◆ **Selected extract**:
What the Numbers Show

The dashboard breaks the supply change into two components. Since the Merge, 3,013,633.69 ETH has been issued as staking rewards to validators securing the network. Against that, 2,003,950.85 ETH has been burned through EIP-1559, the fee burning mechanism introduced in August 2021. The difference between those two figures produces the net supply increase of just over 1 million ETH across 3 years and 181 days.

The supply chart on the left panel shows the trajectory clearly. After the Merge, the line initially declined as burning outpaced issuance during periods of high network activity. That deflationary phase reversed as network activity cooled, and the supply line has been climbing modestly since, now running at a 0.24% annual rate.

Why This Matters for the Deflation Narrative

The Merge was widely anticipated as the moment Ethereum would become structurally deflationary, with the shift from proof-of-work to proof-of-stake dramatically reducing new issuance while the burn mechanism continued removing supply from circulation. For a period it worked exactly that way. High network fees during the 2024 and 2025 bull run produced burn rates that exceeded issuance, pushing supply negative.

The current 0.24% annualised inflation reflects a different network environment. Lower transaction fees mean less ETH burned per block. Staking issuance continues regardless of fee levels. When burning slows and issuance continues, the net result is modest supply expansion rather than contraction.

◆ **Listing**:
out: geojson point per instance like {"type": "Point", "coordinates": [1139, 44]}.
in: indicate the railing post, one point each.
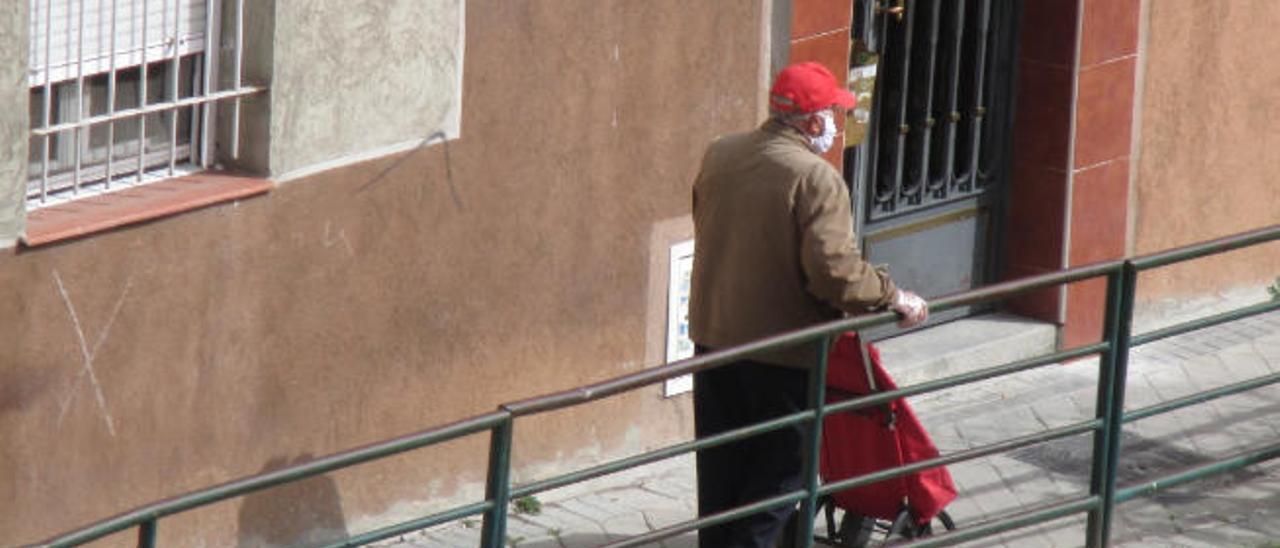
{"type": "Point", "coordinates": [1112, 375]}
{"type": "Point", "coordinates": [813, 446]}
{"type": "Point", "coordinates": [147, 534]}
{"type": "Point", "coordinates": [493, 534]}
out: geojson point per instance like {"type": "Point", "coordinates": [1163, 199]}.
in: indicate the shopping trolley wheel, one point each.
{"type": "Point", "coordinates": [905, 525]}
{"type": "Point", "coordinates": [855, 530]}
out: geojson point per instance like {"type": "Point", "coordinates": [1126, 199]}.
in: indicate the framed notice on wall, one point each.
{"type": "Point", "coordinates": [679, 345]}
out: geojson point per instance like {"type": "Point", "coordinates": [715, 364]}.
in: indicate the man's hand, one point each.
{"type": "Point", "coordinates": [912, 307]}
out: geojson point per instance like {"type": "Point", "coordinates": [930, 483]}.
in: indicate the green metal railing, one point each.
{"type": "Point", "coordinates": [1100, 503]}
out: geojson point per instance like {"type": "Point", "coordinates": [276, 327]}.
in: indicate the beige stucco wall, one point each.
{"type": "Point", "coordinates": [379, 298]}
{"type": "Point", "coordinates": [13, 120]}
{"type": "Point", "coordinates": [348, 78]}
{"type": "Point", "coordinates": [1207, 141]}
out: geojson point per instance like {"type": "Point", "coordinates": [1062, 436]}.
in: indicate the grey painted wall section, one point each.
{"type": "Point", "coordinates": [13, 119]}
{"type": "Point", "coordinates": [352, 78]}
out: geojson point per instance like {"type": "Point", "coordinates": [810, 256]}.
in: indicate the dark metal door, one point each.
{"type": "Point", "coordinates": [928, 178]}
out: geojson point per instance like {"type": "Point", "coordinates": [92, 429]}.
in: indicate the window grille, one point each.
{"type": "Point", "coordinates": [126, 91]}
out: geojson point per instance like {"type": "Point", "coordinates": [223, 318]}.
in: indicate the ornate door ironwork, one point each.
{"type": "Point", "coordinates": [929, 177]}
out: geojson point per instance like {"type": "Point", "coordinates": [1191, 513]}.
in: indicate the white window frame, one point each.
{"type": "Point", "coordinates": [78, 48]}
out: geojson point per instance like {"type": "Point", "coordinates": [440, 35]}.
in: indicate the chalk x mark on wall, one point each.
{"type": "Point", "coordinates": [88, 355]}
{"type": "Point", "coordinates": [332, 237]}
{"type": "Point", "coordinates": [448, 167]}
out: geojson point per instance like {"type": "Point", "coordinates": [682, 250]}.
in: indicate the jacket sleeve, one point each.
{"type": "Point", "coordinates": [833, 268]}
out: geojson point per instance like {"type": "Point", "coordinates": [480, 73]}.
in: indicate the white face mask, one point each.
{"type": "Point", "coordinates": [823, 142]}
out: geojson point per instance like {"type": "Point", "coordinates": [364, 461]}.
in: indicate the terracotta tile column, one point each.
{"type": "Point", "coordinates": [1072, 140]}
{"type": "Point", "coordinates": [1100, 168]}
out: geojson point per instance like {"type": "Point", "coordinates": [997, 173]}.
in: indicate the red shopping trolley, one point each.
{"type": "Point", "coordinates": [877, 438]}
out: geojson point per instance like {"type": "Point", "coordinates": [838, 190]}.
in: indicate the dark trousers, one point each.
{"type": "Point", "coordinates": [752, 469]}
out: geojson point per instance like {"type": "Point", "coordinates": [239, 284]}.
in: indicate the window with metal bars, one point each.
{"type": "Point", "coordinates": [124, 91]}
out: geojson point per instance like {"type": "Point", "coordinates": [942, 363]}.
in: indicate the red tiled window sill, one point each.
{"type": "Point", "coordinates": [150, 201]}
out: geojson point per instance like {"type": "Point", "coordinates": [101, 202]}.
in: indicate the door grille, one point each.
{"type": "Point", "coordinates": [933, 141]}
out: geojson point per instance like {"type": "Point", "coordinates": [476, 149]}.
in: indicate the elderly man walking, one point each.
{"type": "Point", "coordinates": [776, 252]}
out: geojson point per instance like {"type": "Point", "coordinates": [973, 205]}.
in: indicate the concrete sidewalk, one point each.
{"type": "Point", "coordinates": [1234, 510]}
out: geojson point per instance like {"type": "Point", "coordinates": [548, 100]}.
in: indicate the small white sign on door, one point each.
{"type": "Point", "coordinates": [679, 345]}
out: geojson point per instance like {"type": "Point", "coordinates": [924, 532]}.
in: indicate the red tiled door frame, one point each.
{"type": "Point", "coordinates": [1069, 200]}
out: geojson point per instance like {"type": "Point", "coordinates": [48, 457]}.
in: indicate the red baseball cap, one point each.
{"type": "Point", "coordinates": [808, 87]}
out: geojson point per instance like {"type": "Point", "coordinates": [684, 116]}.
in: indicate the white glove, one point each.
{"type": "Point", "coordinates": [913, 309]}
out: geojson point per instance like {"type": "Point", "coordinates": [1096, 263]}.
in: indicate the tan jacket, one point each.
{"type": "Point", "coordinates": [775, 245]}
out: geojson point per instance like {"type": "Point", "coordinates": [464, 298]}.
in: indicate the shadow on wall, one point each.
{"type": "Point", "coordinates": [301, 512]}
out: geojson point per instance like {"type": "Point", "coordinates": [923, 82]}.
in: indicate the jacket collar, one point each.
{"type": "Point", "coordinates": [781, 129]}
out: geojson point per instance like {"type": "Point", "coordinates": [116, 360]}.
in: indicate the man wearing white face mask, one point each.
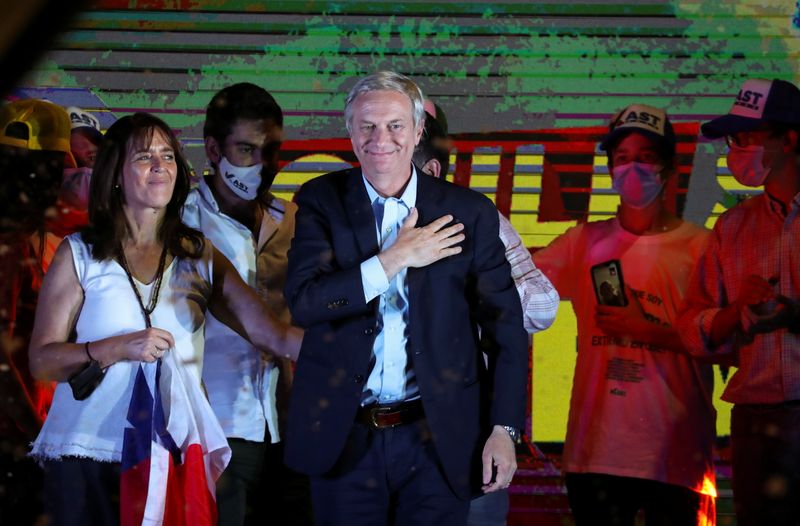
{"type": "Point", "coordinates": [743, 300]}
{"type": "Point", "coordinates": [253, 228]}
{"type": "Point", "coordinates": [641, 424]}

◆ **Jobs**:
[1] Decide whether each statement agrees with the Ethereum supply text: (a) the net supply increase covers a span of 3 years and 181 days; (b) staking issuance stops when fee levels drop; (c) EIP-1559 was introduced in August 2021. Answer yes or no for each, and quote the text's deciding words.
[2] Pick out every line of the entries that contains the word "white".
The entries have no connection to the Ethereum supply text.

◆ **The responses**:
[1]
(a) Yes: "across 3 years and 181 days."
(b) No: "Staking issuance continues regardless of fee levels."
(c) Yes: "the fee burning mechanism introduced in August 2021."

[2]
in: indicate the white window frame, one point each.
in: indicate the white face mask, one point each.
in: indicate the small white sign on door, one point each.
in: indicate the white glove, one point each.
in: indicate the man wearing white face mask, one point each.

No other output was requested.